TASK OBJECTIVE ->
Select each line of the items below that contains the string "wheel" and copy those lines. Matching is case-sensitive.

::::::::

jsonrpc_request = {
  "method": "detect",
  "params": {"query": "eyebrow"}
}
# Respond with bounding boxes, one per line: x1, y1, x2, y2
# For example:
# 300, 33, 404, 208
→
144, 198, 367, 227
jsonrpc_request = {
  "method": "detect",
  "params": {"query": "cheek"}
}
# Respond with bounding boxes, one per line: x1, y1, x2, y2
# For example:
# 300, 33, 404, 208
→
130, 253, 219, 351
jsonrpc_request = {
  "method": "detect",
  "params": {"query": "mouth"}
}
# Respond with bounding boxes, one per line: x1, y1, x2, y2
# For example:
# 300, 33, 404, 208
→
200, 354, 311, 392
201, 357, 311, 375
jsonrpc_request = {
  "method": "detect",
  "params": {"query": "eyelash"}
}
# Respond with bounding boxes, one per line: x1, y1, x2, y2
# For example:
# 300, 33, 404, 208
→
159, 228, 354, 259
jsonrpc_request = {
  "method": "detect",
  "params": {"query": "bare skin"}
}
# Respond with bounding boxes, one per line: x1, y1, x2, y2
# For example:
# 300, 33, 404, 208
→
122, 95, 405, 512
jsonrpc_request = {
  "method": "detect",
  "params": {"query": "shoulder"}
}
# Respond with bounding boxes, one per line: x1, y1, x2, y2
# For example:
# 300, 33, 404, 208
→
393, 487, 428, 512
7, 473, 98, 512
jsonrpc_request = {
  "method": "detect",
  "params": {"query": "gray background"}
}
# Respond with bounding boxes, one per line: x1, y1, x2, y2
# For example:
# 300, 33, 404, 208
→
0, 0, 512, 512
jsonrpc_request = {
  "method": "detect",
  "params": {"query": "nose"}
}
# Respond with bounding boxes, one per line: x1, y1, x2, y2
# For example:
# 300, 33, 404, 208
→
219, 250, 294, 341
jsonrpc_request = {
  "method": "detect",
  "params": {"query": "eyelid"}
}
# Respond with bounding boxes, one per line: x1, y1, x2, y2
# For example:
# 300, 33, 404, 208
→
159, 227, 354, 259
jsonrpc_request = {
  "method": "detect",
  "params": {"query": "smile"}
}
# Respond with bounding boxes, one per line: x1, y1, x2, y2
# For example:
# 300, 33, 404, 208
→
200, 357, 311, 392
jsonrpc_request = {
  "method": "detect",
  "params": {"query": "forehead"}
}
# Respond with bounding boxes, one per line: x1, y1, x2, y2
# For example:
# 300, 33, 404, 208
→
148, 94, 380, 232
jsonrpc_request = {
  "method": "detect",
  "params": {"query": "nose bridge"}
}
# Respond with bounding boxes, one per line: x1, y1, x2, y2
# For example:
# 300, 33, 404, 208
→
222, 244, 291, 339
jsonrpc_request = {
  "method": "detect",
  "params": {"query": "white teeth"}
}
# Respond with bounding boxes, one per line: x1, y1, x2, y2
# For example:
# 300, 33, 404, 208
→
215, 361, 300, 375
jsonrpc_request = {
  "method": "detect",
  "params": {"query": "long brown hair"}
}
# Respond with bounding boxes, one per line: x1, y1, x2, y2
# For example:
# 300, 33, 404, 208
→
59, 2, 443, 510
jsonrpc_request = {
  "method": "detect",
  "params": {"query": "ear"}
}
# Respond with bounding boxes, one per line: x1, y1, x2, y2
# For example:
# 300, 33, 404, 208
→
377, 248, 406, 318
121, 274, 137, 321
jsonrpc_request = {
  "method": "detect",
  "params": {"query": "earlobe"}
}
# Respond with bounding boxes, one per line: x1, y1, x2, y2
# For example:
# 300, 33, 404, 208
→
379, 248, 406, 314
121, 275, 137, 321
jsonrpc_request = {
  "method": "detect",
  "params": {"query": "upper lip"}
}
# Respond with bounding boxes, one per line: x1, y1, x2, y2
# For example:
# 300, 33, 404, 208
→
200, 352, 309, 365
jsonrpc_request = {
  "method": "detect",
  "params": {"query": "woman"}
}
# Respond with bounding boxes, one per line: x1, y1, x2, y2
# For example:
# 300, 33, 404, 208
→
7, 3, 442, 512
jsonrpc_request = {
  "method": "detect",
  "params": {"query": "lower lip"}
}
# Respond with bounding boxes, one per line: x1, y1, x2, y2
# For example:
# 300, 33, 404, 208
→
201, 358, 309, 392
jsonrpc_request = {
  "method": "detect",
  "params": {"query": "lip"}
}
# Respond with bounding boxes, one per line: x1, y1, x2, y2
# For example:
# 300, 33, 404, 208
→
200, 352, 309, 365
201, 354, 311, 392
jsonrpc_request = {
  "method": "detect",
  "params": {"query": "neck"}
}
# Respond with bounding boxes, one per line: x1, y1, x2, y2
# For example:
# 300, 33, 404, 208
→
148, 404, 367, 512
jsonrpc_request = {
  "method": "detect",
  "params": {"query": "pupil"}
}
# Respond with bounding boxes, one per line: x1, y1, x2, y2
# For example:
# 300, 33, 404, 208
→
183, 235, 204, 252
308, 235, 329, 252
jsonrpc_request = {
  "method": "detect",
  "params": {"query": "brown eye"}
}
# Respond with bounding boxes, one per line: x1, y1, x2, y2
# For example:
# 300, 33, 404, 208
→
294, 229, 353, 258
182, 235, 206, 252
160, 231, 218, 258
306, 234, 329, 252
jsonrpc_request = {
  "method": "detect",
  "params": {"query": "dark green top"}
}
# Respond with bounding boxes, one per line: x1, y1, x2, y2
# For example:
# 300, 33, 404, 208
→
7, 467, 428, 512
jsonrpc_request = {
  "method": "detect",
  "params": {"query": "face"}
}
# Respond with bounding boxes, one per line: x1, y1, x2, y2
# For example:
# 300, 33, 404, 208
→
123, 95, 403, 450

::::::::

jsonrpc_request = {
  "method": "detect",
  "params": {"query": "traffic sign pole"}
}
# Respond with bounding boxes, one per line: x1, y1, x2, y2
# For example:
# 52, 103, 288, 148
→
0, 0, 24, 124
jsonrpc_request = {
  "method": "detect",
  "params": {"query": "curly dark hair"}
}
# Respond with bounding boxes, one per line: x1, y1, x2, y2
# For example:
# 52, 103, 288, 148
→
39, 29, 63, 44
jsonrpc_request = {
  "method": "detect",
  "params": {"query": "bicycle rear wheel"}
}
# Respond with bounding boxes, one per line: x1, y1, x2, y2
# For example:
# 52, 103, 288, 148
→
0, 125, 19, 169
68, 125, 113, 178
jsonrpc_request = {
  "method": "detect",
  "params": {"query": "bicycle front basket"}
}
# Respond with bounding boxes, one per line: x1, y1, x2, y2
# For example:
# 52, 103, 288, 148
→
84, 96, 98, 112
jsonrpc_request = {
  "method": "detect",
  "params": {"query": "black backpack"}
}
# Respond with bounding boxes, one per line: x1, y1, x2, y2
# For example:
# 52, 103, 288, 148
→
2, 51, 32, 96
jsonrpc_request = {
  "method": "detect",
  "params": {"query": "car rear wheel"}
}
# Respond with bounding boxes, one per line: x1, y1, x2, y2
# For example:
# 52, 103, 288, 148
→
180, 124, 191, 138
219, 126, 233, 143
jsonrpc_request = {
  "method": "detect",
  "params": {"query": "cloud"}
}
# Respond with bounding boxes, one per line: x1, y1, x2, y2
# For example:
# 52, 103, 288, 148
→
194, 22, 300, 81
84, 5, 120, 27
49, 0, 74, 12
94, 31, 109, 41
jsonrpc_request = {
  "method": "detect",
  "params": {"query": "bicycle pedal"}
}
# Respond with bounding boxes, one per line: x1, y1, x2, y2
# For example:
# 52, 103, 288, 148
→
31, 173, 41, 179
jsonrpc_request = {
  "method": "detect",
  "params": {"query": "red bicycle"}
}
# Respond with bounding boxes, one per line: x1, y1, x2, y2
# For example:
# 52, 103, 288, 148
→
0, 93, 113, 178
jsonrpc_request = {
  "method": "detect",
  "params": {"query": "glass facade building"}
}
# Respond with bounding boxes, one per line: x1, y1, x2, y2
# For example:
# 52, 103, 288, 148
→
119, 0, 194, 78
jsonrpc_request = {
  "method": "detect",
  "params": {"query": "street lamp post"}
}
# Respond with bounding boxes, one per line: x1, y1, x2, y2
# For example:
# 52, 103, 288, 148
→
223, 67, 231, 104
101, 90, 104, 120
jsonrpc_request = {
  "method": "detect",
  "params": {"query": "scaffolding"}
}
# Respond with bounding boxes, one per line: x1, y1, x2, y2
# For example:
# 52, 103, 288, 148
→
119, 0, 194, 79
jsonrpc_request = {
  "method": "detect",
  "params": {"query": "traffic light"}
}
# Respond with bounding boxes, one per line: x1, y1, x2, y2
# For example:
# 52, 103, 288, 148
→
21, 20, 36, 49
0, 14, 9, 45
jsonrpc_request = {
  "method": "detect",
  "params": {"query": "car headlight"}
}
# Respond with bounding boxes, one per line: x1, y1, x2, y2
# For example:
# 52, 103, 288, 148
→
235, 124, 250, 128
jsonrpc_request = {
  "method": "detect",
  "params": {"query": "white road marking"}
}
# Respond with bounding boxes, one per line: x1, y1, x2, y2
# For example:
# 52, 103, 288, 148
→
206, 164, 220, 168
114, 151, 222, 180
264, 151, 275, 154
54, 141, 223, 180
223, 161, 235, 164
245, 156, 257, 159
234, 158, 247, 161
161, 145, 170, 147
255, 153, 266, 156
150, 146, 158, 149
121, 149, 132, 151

::::::::

SOLUTION TO THIS PROBLEM ->
  "params": {"query": "bicycle rear wheel"}
  "params": {"query": "car rear wheel"}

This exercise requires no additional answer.